[Recorded data]
*****

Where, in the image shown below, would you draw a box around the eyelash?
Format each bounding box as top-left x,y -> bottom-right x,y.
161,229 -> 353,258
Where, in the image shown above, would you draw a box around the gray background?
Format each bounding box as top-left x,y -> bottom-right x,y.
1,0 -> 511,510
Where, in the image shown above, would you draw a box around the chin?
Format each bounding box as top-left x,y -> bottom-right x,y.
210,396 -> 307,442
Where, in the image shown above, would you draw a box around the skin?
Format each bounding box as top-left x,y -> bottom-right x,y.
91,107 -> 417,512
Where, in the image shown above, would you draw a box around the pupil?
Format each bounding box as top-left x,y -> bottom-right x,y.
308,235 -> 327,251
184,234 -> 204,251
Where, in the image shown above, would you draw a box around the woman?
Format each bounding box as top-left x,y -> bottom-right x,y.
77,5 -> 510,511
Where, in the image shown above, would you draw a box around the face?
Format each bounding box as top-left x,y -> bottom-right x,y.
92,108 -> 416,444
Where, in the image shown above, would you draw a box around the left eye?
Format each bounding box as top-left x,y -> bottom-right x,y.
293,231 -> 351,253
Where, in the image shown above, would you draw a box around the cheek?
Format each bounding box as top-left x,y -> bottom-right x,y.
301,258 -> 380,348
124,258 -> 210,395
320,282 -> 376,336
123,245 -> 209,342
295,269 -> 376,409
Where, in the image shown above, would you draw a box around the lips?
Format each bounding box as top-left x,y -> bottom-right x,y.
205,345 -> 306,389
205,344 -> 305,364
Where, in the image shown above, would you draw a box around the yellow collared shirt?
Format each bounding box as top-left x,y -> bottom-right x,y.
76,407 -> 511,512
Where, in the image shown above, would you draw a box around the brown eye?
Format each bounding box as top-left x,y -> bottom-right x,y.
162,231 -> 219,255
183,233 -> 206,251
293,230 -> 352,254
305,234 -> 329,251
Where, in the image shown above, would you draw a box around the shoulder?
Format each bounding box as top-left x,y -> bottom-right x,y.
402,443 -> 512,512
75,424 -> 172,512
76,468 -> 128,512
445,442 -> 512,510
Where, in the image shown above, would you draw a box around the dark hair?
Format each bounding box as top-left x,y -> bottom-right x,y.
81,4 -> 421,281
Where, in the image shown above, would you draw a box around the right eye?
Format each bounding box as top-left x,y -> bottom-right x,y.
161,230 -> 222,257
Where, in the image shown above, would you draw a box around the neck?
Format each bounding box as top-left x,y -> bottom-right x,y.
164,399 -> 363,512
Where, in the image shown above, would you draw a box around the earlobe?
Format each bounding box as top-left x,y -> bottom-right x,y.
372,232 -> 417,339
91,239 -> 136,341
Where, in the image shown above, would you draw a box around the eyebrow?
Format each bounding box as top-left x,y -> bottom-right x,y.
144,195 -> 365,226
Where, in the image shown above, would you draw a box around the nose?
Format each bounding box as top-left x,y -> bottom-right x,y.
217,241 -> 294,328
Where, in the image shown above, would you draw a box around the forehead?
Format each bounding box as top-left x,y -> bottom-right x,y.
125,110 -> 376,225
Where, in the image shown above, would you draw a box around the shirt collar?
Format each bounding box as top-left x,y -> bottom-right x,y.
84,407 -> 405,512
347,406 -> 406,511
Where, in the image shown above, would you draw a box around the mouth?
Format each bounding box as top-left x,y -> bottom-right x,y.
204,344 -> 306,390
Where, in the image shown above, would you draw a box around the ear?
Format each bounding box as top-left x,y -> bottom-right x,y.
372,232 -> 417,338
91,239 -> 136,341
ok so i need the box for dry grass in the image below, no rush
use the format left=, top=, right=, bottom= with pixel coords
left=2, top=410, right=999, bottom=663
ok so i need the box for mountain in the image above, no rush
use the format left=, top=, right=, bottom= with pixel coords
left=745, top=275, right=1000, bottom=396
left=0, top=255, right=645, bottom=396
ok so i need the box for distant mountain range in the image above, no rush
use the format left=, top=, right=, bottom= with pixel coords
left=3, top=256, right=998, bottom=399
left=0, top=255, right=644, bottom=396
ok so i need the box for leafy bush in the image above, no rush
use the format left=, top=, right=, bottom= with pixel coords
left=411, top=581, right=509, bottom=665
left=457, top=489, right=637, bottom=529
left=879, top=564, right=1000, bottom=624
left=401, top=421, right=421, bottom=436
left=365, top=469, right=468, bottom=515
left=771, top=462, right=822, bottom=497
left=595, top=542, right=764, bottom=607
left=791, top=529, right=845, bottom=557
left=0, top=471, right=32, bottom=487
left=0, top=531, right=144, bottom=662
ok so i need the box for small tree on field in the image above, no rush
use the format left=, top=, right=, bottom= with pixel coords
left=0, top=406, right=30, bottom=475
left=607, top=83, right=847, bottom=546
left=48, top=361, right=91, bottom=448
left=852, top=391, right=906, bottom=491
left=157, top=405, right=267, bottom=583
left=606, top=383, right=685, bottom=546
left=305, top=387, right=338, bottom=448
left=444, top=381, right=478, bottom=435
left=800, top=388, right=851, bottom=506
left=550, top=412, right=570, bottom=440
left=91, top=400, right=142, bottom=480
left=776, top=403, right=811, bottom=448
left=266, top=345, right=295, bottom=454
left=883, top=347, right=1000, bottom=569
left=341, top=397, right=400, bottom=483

*****

:: Aim of the exercise ::
Output the data in full, please, exactly as written.

:: Task response ::
Where, in the image shown below, would you draw a box around the eyelash?
Format each bounding box as top-left x,y -> bottom-right x,y.
161,229 -> 353,258
Where, in the image shown above, would you draw a box around the gray background?
Format each bounding box as top-left x,y -> bottom-right x,y.
1,0 -> 511,510
Where, in the image shown above, would you draw a box around the chin?
Format each bounding box as top-left x,y -> bottom-right x,y.
210,396 -> 307,442
Where, in the image shown above, would you draw a box around the skin?
Format each bounding box as top-left x,y -> bottom-right x,y.
91,107 -> 417,512
Where, in the image shown above, would you draw a box around the pupil?
Format each bounding box as top-left x,y -> bottom-right x,y.
308,235 -> 327,251
184,234 -> 204,251
Where, in the image shown above, would you draw a box around the woman?
Format each bounding box as top-left x,y -> bottom-right x,y.
77,5 -> 510,511
Where, in the image shown above, would you draw a box around the face?
Format each bounding box as top-left x,y -> bottom-right x,y.
92,108 -> 416,444
Where, in the image shown above, would you draw a box around the left eye?
Format each bounding box as top-left x,y -> bottom-right x,y.
293,231 -> 351,253
Where, in the image shown above, would you draw a box around the cheek?
Format each bounding box as top-left x,y -> bottom-right x,y.
301,258 -> 380,348
124,258 -> 210,395
320,282 -> 376,336
123,245 -> 209,342
295,269 -> 376,409
Where, in the image shown above, would you draw a box around the lips?
Format each bounding box as top-left x,y -> bottom-right x,y.
205,345 -> 306,389
205,344 -> 305,364
Where, in the image shown above, would you draw a box around the yellow collared shirt?
Format each bounding box as top-left x,y -> bottom-right x,y.
76,407 -> 511,512
Where, in the image shown above, would you draw a box around the brown eye?
Format each bounding box as top-left x,y -> bottom-right x,y.
162,231 -> 219,255
183,233 -> 206,251
293,230 -> 352,254
305,234 -> 329,251
Where, in the image shown above, would you draw a box around the shoulder?
Format each bounding box as top-left x,y -> bottom-right x,y.
402,443 -> 512,512
75,424 -> 172,512
76,468 -> 128,512
445,442 -> 512,510
Where, in the image shown above, would you draw a box around the dark hair?
Format each bounding box as top-left x,y -> bottom-right x,y.
81,4 -> 421,281
Where, in the image shown above, would you draw a box around the right eye?
Format each bounding box as top-left x,y -> bottom-right x,y.
161,230 -> 222,257
Where, in the image shown above, would you draw a box around the neck?
Format each bounding box as top-left x,y -> bottom-right x,y.
164,399 -> 363,512
Where, in the image shown above, would you draw a box around the earlobe?
Format each bounding box as top-left x,y -> bottom-right x,y.
372,232 -> 417,339
91,239 -> 136,341
Where, in the image shown above, would you draw a box around the eyebrow?
Format each bounding box as top-left x,y -> bottom-right x,y.
144,195 -> 365,226
Where, in the image shown above, would you draw a box around the nose?
Format each bounding box as top-left x,y -> bottom-right x,y.
217,241 -> 294,328
Where, in the image shown above, would you draw a box around the forehead?
Format each bounding box as top-left x,y -> bottom-right x,y.
125,110 -> 376,225
Where, in the image shown above, would you draw a box around the shirt collar?
Format each bounding box as top-left x,y -> bottom-right x,y.
84,407 -> 405,512
347,406 -> 406,511
Where, in the image shown above, would you draw a box around the mouth?
Format each bounding box as top-left x,y -> bottom-right x,y.
204,344 -> 306,390
Where, in the image shown above, would you draw a box around the ear?
Format each bounding box as top-left x,y -> bottom-right x,y.
372,232 -> 417,338
91,239 -> 136,341
ok so i need the box for dry grass in the image below, no rush
use the format left=, top=, right=, bottom= with pixel coords
left=2, top=410, right=999, bottom=663
ok so i need the box for mountain in the image above, no rush
use the format left=, top=, right=, bottom= with pixel coords
left=745, top=275, right=1000, bottom=396
left=0, top=255, right=645, bottom=396
ok so i need the box for distant mountain range in the image above, no rush
use the format left=, top=, right=, bottom= with pixel coords
left=3, top=256, right=998, bottom=399
left=0, top=255, right=644, bottom=396
ok so i need the box for leafy bush in the image above, no rush
use the format left=, top=, right=, bottom= with pixel coords
left=411, top=581, right=509, bottom=665
left=457, top=489, right=637, bottom=529
left=879, top=564, right=1000, bottom=624
left=401, top=421, right=421, bottom=436
left=365, top=469, right=468, bottom=515
left=771, top=462, right=822, bottom=497
left=595, top=542, right=764, bottom=607
left=791, top=529, right=845, bottom=557
left=0, top=471, right=32, bottom=487
left=0, top=531, right=144, bottom=662
ok so i need the box for small tree on field in the image above, no rush
use the format left=, top=, right=, bottom= with pixel coords
left=0, top=406, right=30, bottom=475
left=607, top=83, right=847, bottom=546
left=48, top=361, right=91, bottom=448
left=852, top=391, right=906, bottom=491
left=157, top=405, right=267, bottom=583
left=606, top=383, right=685, bottom=546
left=305, top=387, right=338, bottom=448
left=444, top=381, right=478, bottom=435
left=800, top=388, right=851, bottom=506
left=550, top=412, right=570, bottom=440
left=91, top=400, right=142, bottom=480
left=776, top=403, right=811, bottom=448
left=266, top=345, right=295, bottom=454
left=883, top=347, right=1000, bottom=569
left=341, top=397, right=400, bottom=483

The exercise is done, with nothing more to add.